■ **EXERCISE**: Return everything from the start of the data down to the line containing "x=485, y=262", inclusive, exactly as it appears, and leave out the pictures.

■ **RECORD LIST**:
● ● ● ● ● ● ●

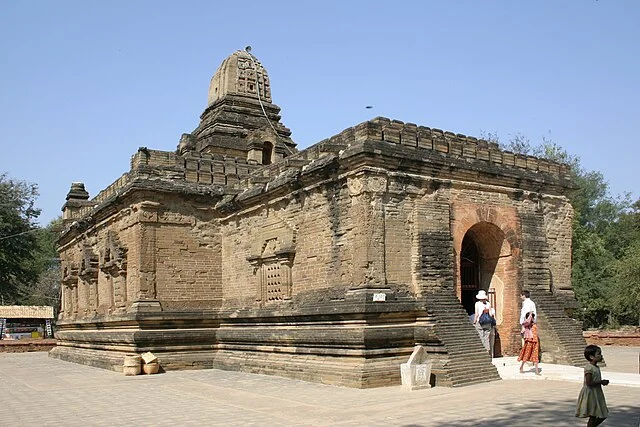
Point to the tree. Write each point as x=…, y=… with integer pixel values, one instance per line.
x=606, y=240
x=18, y=242
x=46, y=289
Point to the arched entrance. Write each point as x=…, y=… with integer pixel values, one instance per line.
x=469, y=273
x=485, y=262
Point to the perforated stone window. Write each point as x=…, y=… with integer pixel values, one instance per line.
x=273, y=271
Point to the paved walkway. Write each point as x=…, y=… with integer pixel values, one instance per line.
x=39, y=391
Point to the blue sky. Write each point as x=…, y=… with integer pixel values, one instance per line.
x=84, y=84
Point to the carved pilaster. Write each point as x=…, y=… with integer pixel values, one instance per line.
x=145, y=286
x=114, y=265
x=367, y=192
x=87, y=285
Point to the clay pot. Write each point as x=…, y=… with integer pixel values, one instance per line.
x=151, y=368
x=132, y=365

● ● ● ● ● ● ●

■ **THE ANSWER**:
Point to the tree. Write each point as x=…, y=… with integer pixel values, one instance per line.
x=606, y=240
x=18, y=242
x=46, y=289
Point to the arched entrance. Write each point as x=…, y=… with integer pixel values, one instance per line.
x=469, y=273
x=485, y=262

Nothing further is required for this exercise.